▸ **Try it**
Reproduce, word for word, every line from the start of the records through the line holding "box: [494, 219, 518, 281]", with both ends included. Omit the pictures from your reply.

Saved data entries:
####

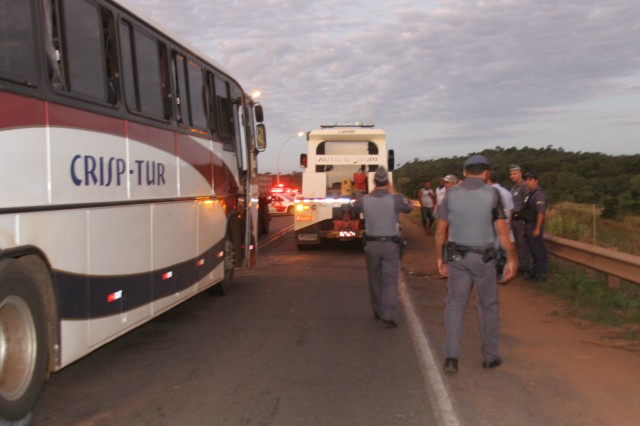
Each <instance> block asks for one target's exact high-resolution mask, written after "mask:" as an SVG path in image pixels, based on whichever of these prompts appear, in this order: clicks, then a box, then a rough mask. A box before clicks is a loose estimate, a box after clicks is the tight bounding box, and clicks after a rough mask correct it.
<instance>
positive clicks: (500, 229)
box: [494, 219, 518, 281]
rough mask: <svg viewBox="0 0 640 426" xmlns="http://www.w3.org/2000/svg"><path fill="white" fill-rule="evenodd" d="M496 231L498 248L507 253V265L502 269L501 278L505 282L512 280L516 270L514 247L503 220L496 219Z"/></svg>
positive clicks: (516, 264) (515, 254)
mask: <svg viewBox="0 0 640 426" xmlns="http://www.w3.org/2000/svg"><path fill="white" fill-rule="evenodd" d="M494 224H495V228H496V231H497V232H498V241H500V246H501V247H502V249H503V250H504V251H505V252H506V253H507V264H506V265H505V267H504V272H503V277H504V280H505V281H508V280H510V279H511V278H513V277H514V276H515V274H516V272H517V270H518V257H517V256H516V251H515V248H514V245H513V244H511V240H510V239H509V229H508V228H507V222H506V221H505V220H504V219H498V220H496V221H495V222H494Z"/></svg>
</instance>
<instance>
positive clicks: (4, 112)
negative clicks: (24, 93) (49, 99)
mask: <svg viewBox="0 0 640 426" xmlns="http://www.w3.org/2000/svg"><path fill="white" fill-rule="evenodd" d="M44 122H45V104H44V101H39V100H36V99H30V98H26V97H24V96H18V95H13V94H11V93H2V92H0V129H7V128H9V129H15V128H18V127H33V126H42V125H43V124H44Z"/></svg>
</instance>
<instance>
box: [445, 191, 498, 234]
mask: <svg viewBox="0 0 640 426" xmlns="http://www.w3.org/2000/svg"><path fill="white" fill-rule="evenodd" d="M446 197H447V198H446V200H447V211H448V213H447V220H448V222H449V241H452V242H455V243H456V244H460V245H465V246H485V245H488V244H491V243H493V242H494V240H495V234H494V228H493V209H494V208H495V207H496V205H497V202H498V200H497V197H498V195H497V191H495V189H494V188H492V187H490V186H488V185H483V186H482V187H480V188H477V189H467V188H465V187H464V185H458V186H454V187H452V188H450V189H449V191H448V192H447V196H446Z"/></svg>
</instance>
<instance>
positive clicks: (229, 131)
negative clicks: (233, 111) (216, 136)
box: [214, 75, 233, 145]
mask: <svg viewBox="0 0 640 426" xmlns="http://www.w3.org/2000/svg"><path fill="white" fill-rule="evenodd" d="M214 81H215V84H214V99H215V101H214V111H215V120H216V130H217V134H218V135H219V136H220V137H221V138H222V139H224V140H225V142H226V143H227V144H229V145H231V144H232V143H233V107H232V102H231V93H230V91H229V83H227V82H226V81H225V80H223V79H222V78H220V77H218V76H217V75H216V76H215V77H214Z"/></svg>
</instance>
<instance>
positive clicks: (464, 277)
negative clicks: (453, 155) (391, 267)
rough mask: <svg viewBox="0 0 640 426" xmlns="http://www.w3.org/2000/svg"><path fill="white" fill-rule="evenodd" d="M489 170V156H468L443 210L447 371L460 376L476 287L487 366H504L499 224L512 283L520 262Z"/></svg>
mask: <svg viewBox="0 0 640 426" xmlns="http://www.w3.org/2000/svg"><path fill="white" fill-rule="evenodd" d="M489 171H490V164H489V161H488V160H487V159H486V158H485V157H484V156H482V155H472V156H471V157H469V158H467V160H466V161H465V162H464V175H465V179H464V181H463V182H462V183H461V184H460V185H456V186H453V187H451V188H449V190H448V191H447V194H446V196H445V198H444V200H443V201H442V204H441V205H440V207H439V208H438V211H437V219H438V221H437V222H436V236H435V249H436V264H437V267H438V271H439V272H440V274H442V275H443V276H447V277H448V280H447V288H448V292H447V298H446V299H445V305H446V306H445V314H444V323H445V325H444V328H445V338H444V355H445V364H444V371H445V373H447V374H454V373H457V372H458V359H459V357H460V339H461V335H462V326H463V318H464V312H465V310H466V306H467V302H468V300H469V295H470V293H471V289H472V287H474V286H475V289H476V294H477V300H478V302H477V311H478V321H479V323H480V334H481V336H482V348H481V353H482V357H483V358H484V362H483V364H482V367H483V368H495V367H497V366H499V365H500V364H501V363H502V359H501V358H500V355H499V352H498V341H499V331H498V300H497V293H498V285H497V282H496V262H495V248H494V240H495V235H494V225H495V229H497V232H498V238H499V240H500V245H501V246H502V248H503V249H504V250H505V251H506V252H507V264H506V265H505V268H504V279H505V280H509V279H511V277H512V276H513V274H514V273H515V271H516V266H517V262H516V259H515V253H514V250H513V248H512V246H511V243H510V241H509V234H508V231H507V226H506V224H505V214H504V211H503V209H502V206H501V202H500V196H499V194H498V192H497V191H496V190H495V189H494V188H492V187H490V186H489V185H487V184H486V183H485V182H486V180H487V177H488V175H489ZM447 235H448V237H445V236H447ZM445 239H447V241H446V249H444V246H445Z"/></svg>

####

▸ **Completed exercise**
Each <instance> block asks for one target's exact high-resolution mask, written after "mask:" as an SVG path in image pixels, based on whichever of these prompts appear, in this order: clicks, then a box, then a rough mask. A box before clicks is a loose estimate, a box after clicks is the tight bounding box, and clicks after a rough mask correct it.
<instance>
positive clicks: (500, 229)
box: [494, 219, 518, 281]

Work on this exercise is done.